> ABOUT THIS TASK: Pick up at the line with "Point to the blue knitted". Write it out exactly, along with each later line through the end of the data, and nothing more.

> Stored entries:
■ ■ ■ ■ ■

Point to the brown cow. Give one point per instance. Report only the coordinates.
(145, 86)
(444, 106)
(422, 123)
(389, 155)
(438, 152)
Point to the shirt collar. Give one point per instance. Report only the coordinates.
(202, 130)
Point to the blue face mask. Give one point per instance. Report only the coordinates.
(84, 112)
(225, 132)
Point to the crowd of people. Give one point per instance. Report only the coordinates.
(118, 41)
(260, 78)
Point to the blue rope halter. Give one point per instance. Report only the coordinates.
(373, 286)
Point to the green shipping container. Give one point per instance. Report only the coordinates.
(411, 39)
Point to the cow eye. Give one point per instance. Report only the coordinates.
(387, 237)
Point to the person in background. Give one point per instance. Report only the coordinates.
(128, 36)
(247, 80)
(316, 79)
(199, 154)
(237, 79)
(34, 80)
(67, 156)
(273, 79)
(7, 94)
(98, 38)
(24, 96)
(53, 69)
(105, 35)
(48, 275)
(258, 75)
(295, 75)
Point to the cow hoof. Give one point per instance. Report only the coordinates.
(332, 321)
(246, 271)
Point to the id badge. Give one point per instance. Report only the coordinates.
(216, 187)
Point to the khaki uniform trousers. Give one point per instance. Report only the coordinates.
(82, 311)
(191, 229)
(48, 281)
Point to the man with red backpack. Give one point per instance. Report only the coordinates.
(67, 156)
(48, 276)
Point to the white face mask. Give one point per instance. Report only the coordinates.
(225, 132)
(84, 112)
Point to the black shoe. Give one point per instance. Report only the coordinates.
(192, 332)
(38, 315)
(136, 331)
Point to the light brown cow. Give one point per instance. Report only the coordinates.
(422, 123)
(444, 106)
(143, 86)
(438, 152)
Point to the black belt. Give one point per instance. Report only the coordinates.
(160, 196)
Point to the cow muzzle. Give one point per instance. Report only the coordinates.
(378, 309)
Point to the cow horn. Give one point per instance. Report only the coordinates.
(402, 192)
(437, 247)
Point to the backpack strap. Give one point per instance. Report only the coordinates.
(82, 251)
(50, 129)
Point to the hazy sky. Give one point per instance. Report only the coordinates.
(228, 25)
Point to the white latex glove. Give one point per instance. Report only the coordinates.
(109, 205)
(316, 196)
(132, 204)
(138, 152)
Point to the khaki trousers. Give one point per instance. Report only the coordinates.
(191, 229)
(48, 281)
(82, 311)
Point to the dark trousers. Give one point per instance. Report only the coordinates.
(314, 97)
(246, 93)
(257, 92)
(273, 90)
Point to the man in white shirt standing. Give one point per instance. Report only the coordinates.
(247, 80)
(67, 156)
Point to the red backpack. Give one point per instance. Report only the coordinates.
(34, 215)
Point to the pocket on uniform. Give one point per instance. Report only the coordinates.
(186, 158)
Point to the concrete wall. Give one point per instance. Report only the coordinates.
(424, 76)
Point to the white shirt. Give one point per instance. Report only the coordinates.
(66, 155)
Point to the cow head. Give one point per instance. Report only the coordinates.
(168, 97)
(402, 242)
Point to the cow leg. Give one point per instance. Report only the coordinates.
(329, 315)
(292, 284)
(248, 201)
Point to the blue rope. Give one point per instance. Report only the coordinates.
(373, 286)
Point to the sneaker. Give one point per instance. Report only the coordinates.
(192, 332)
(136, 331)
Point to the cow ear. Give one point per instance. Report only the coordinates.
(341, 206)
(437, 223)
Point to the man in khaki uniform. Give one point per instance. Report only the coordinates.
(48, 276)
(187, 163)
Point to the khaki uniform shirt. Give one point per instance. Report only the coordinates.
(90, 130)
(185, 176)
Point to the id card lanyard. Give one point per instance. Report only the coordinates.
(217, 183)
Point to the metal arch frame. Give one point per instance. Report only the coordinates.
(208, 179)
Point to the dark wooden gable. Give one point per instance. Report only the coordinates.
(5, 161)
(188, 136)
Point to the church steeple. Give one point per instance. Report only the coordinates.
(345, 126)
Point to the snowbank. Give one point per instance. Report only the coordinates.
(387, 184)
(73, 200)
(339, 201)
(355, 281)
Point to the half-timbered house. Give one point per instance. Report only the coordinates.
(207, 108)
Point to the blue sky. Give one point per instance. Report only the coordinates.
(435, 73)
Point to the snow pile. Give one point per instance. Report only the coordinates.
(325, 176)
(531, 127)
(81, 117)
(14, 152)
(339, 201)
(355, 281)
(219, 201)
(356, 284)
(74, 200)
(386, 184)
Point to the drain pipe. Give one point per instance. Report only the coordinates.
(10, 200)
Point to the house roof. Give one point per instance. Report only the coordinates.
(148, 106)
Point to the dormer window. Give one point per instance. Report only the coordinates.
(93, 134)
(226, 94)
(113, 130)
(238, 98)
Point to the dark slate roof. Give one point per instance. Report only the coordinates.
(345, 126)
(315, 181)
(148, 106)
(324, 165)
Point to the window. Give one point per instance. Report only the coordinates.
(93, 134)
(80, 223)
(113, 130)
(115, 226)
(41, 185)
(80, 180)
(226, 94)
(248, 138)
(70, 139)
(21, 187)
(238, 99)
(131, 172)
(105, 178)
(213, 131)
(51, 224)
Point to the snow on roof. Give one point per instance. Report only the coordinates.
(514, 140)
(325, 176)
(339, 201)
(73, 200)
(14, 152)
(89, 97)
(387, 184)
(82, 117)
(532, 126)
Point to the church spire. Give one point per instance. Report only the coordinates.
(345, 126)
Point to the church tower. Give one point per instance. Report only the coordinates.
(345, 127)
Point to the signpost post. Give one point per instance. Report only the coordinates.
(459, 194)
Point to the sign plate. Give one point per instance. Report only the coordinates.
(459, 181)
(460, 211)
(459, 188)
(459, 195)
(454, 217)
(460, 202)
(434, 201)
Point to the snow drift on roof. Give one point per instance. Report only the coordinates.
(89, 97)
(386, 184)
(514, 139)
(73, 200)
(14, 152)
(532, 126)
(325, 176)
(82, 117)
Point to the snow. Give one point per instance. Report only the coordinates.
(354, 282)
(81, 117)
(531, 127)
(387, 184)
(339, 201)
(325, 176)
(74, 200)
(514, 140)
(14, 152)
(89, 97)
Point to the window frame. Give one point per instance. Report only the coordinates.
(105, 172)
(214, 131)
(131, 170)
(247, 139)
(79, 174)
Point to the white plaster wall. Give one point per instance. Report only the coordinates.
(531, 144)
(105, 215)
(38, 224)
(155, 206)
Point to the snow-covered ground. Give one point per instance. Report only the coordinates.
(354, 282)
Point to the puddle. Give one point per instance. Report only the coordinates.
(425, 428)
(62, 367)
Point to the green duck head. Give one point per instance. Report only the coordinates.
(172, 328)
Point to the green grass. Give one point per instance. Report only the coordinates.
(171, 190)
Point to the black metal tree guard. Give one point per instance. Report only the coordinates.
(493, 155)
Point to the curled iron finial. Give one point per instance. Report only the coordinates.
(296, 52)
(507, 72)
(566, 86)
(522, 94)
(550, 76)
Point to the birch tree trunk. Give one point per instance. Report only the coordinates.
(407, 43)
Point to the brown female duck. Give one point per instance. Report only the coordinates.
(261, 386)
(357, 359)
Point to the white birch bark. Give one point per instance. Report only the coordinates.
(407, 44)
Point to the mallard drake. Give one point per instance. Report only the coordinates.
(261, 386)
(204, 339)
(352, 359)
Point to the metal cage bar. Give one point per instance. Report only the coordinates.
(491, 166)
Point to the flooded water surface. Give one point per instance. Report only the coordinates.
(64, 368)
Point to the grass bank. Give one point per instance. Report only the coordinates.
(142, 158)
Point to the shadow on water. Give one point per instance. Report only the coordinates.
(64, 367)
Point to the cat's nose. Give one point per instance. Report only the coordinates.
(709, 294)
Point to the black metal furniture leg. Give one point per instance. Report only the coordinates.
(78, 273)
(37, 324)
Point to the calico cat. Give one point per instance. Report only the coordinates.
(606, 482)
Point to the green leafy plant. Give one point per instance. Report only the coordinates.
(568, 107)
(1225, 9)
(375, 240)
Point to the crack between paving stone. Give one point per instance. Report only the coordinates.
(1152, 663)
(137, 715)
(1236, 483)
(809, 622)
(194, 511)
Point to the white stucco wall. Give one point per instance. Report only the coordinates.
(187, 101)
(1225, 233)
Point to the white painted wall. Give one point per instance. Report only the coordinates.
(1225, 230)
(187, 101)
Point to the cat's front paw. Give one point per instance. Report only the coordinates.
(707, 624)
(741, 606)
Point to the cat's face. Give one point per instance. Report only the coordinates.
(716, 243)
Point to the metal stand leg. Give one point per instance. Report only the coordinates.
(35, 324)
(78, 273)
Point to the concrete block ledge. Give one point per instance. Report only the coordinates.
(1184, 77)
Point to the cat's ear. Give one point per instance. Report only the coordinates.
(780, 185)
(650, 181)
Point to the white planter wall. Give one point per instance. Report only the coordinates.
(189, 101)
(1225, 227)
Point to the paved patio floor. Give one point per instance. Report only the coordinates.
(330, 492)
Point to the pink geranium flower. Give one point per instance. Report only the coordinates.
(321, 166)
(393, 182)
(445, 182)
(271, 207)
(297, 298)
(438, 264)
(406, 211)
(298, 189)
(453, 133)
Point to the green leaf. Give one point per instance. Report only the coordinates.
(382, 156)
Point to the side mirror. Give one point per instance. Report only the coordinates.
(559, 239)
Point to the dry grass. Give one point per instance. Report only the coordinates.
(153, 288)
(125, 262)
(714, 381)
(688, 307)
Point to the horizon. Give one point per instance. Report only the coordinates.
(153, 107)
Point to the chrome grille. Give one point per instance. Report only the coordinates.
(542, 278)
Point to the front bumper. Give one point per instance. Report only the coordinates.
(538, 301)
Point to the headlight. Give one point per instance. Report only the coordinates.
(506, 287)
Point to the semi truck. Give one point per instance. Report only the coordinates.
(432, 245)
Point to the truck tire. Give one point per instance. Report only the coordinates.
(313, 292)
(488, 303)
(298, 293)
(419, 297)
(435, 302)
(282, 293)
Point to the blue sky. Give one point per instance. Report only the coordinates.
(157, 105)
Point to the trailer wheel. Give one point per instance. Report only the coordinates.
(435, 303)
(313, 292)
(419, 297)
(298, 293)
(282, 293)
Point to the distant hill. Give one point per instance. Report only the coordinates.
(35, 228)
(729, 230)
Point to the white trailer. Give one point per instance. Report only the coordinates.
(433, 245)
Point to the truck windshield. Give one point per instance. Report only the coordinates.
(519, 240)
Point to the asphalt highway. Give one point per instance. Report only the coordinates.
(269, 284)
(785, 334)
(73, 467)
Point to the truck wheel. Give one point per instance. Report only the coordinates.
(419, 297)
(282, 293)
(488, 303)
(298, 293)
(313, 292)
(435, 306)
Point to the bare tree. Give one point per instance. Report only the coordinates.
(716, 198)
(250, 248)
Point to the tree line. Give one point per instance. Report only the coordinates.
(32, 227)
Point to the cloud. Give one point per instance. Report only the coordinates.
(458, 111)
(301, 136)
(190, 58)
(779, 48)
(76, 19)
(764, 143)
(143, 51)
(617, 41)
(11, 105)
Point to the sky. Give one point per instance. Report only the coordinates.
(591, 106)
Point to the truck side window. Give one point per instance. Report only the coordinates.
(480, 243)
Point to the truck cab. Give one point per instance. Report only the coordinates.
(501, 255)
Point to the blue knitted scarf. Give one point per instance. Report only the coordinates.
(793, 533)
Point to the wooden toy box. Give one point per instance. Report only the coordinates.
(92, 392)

■ ■ ■ ■ ■

> ANSWER BOX:
Point to the blue knitted scarf. Give one point per instance. Report only the coordinates.
(793, 533)
Point to the wooden toy box. Give one point per instance. Report only the coordinates.
(92, 392)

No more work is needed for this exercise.